Estratto del documento:
La Circolare ministeriale del 22 settembre 1980, prot. n. 9/2267, emanata dopo la pubblicazione del rapporto OCSE del 16 maggio 1979, ha esplicitato che il rapporto di controllo, ai fini dell’applicazione dell’art. 110, c. 7, del T.U. 917/1986, non è riconducibile nei soli limiti previsti dall’art.2359 del codice civile, ma deve essere esteso “ad ogni ipotesi di influenza economica potenziale o attuale desumibile da varie circostanze”.

Tale pensiero ministeriale è stato riprodotto nella successiva circolare n.42/12/1587 del 12 dicembre 1981,che ha precisato che il criterio di collegamento che determina l’alterazione dei prezzi di trasferimento è costituito spesso dall’influenza di un’impresa sulle decisioni imprenditoriali dell’altra, che va ben oltre i vincoli contrattuali od azionari, sconfinando in considerazioni di fatto meramente economico.

L’anzidetta nozione di controllo trova riscontro sia nella settima direttiva del 13 giugno 1983 del Consiglio della Comunità Europea, sia nella nuova formulazione dell’art.2359 del Codice Civile, così come modificato dall’art. 1 del D.Lgs. 09.01.1991 n. 127.

Esercizio scritto 1: Cita dal testo sulla nozione di controllo la parte che si apre con le parole contenenti "La Circolare ministeriale" e si chiude con "fatto meramente economico.".
Esercizio scritto 2: Elenca tutte le date complete di giorno, mese e anno che compaiono nel testo sulla nozione di controllo.
Esercizio scritto 3: Scrivi il seguito del testo sulla nozione di controllo, partendo dopo la sua ultima frase.

Estratto del dataset:
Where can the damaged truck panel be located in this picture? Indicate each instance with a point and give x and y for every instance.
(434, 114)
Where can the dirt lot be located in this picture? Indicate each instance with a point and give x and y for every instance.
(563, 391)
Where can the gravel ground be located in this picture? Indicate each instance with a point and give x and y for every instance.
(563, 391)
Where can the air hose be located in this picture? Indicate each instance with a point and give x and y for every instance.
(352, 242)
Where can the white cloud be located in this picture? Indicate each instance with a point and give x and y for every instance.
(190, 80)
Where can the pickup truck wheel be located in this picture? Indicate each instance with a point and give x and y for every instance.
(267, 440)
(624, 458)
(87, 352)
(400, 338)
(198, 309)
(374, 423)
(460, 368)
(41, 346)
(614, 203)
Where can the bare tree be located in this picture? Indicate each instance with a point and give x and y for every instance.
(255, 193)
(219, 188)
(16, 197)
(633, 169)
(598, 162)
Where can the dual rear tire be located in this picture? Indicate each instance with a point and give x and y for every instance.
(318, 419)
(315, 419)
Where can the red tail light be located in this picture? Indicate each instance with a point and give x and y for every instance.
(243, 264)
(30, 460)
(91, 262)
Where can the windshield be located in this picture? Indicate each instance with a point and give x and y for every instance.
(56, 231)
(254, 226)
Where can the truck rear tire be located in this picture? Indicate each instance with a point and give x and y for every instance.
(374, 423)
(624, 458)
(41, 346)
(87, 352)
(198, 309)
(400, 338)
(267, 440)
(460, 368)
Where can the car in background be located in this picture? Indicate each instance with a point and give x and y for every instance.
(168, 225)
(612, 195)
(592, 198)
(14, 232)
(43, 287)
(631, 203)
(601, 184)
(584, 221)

Risultato 1:
La Circolare ministeriale del 22 settembre 1980, prot. n. 9/2267, emanata dopo la pubblicazione del rapporto OCSE del 16 maggio 1979, ha esplicitato che il rapporto di controllo, ai fini dell’applicazione dell’art. 110, c. 7, del T.U. 917/1986, non è riconducibile nei soli limiti previsti dall’art.2359 del codice civile, ma deve essere esteso “ad ogni ipotesi di influenza economica potenziale o attuale desumibile da varie circostanze”.

Tale pensiero ministeriale è stato riprodotto nella successiva circolare n.42/12/1587 del 12 dicembre 1981,che ha precisato che il criterio di collegamento che determina l’alterazione dei prezzi di trasferimento è costituito spesso dall’influenza di un’impresa sulle decisioni imprenditoriali dell’altra, che va ben oltre i vincoli contrattuali od azionari, sconfinando in considerazioni di fatto meramente economico.

Risultato 2:
22 settembre 1980
16 maggio 1979
12 dicembre 1981
13 giugno 1983
09.01.1991

Risultato 3:
Si ricorda che la stessa circolare del 1980 puntualizza che, se l’esistenza di un solo elemento “di fatto” non sempre consente di sostenere l’esistenza del controllo, più elementi “di fatto”, possono, invece, costituire prova sufficiente (non potendosi, comunque, prescindere – ai sensi dell’art. 39, c. 1, lett. d, del D.P.R. n. 600/73 – dal ricorso a presunzioni semplici, munite dei requisiti di gravità, precisione e concordanza1) della sussistenza del nesso di dipendenza, così che ogni previsione costituisca una presunzione, la quale, unita alle altre, integra il requisito della “gravità, precisione e concordanza”, richiesto dall’art. 2729 c.c..

Si ha controllo quando una società è in condizione di indirizzare l’attività di un’altra società nel senso da essa voluto e la soggezione ad una direzione unitaria che caratterizza un gruppo di società si verifica anche nell’ipotesi di identità delle persone fisiche degli amministratori delle varie società.

7 novembre 2016

Gianfranco Antico

1 Cfr. BAUSONE, Transfer pricing – Brevi considerazioni, “il fisco”, n.9/1993, pagg.2799 e seguenti.